▶ _TASKS TO PERFORM_:
1. Filter the records below and copy out every line that contains the string "hotel".
2. Resume the blog post on sanitizing lash tools, continuing directly after its final sentence.

21 December 2019
Did you realize that, as lash artists, we work directly with our clients’ most valuable assets?
No, not their long, gorgeous lashes (courtesy of us).
We’re all up in our clients’ eyes day in and day out. That means that we not only have to be amazing at applying a gorgeous fan, we also have to be SAFE.
Safety is the NUMBER ONE priority for all of our clients, even above a beautiful finished product.
Besides steady hands and safe ingredients, the most important thing to talk about when it comes to safety is SANITIZATION.
Let’s be honest: sanitization is not a super sexy topic. (Unless it's Mr. Clean twerking while he cleans) No one really wants to talk about it. But lash nerds, this is IMPORTANT. So in this blog post, we’re going to break down the proper way of sanitizing our tools.
OH THERE HE IS.
We’re all lash artists here, not chemists. We may be wizards with a pair of tweezers, but few of us know the real ins and outs of how to sanitize and with what solutions. Some of us also overlook things that should be sanitized like your lash palette you use to lash on or the brush you use to clean your client’s lashes. Practicing correct sanitization will protect YOU from any bad insurance nightmares and will also, most importantly, keep your clients safe and healthy.

▶ _Dataset items_:
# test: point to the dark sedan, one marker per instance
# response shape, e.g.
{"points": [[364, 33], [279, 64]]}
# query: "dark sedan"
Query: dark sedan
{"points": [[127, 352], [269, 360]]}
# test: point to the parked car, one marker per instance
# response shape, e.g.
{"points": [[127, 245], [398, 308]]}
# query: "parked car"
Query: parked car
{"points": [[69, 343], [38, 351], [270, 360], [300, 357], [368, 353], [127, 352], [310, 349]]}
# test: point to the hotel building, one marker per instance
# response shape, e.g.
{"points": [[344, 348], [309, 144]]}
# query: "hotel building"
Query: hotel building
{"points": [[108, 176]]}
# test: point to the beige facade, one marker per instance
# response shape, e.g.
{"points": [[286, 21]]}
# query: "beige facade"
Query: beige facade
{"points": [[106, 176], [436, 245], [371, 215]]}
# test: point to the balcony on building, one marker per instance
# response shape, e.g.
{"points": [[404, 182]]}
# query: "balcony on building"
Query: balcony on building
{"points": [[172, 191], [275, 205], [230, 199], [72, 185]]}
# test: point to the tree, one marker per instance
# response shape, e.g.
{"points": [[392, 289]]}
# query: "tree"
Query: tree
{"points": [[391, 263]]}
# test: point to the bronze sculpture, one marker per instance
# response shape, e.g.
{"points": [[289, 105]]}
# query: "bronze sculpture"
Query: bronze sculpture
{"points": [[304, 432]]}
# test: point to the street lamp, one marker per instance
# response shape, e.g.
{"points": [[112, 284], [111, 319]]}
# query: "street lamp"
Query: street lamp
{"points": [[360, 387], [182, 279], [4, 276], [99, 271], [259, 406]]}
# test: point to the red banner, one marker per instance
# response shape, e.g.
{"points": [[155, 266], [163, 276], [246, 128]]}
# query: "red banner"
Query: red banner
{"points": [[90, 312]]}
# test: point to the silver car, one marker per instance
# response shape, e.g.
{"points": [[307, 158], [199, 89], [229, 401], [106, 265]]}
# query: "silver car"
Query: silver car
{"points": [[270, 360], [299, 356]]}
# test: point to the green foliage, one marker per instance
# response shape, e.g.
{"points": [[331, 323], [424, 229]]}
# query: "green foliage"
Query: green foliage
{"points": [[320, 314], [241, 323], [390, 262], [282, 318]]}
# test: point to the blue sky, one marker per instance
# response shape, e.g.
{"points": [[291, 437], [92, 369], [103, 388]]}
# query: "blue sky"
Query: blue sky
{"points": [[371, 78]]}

▶ _RESPONSES TO THE TASKS_:
1.
# test: point to the hotel building, one marker per instance
# query: "hotel building"
Query: hotel building

2.
Let me tell you a secret: if you violate these sanitation steps, your insurance is automatically void.
So if your client gets sick, for whatever reason, then everything is on YOU if you skip any one of these steps. So let’s walk through exactly what you need to do to sanitize.
You get a super sleek and sexy pair of tweezers in the mail from Untamed Artistry. What’s the first thing you want to do with?
Use it, of course!
The first thing you need to do with it is sanitize it. Between the factory where the tweezers were made and the testing process (because here are UA, we hand test each tweezer), there are TONS of people touching these bad boys before they end up with your clients.
So, you need to sanitize them BEFORE first use and then again each and every time you use them. Since sanitization takes twenty minutes to do properly, we recommend to have multiple sets of your fav tweezers on hand during a busy day.
You probably reuse brushes you use to clean your clients’ lashes. This is fine! But you do need to label and assign one brush to EACH client to prevent cross contamination. Throw these out after 3-4 uses.
You absolutely, 100% need to clean your lash palette every single day. As you lash all day, client’s skin debris, and make up residue gets transferred onto your palette. GROSS.
Just think about all that highlighter that makes your palette shine at the end of the day. That’s why it’s important to give your palette a cleanse after each work day or client.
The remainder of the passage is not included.